# Records supplied
+ + + +

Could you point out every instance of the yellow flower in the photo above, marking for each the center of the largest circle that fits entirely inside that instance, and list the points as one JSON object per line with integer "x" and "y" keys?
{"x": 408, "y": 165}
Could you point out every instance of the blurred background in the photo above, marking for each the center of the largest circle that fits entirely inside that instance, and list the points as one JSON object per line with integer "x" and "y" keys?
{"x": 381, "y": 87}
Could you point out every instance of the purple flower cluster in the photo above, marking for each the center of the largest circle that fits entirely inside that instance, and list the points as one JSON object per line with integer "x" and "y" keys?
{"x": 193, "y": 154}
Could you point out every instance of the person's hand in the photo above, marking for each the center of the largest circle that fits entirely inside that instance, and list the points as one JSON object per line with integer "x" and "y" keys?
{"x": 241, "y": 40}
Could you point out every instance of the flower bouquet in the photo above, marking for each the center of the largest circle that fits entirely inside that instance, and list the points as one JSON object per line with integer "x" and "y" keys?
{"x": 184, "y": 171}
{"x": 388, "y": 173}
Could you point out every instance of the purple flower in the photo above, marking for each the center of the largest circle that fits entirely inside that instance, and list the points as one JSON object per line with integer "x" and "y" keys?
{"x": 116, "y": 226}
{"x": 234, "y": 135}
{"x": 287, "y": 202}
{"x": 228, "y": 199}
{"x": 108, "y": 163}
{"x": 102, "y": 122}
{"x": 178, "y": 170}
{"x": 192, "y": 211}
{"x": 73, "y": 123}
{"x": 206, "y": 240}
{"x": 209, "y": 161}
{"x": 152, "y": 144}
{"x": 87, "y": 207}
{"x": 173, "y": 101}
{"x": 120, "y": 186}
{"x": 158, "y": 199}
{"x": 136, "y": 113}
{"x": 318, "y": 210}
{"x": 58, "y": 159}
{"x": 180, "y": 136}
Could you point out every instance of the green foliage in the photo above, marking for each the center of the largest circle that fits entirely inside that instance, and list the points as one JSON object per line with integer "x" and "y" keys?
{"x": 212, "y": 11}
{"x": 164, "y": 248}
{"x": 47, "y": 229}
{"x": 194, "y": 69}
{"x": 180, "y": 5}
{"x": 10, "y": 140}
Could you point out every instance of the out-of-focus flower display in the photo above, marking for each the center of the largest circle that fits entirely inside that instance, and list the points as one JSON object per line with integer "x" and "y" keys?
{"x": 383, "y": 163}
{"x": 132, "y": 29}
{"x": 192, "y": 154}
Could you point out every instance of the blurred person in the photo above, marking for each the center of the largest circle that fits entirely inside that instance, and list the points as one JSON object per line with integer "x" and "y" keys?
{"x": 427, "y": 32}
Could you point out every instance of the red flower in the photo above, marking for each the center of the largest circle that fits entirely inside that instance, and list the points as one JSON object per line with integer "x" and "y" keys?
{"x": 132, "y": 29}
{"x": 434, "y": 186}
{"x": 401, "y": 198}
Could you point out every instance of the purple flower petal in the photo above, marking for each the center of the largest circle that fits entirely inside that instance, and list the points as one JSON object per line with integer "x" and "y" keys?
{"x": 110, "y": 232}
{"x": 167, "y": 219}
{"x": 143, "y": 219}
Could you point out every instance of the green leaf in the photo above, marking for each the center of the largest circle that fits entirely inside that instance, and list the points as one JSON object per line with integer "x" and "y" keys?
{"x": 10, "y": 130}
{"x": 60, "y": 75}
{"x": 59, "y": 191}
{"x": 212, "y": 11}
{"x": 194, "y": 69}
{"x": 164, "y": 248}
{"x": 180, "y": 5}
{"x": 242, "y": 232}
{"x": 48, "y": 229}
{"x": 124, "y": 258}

+ + + +

# Task objective
Starting at the line that contains "Could you point out every instance of the green leaf" and continuing through the end of the material, rewrite those lines with every request kept in place. Add 94 to each x and y coordinate in the answers, and leave the wording of the requests unchanged.

# Completed exercise
Could you point out every instance of the green leaf in the photo above, marking for each the center of the largest circle that fits entirely inside that instance, and list the points as one JSON object per line with integer "x" and "y" keys?
{"x": 104, "y": 224}
{"x": 154, "y": 169}
{"x": 153, "y": 285}
{"x": 306, "y": 105}
{"x": 288, "y": 163}
{"x": 258, "y": 342}
{"x": 274, "y": 99}
{"x": 336, "y": 326}
{"x": 142, "y": 323}
{"x": 218, "y": 352}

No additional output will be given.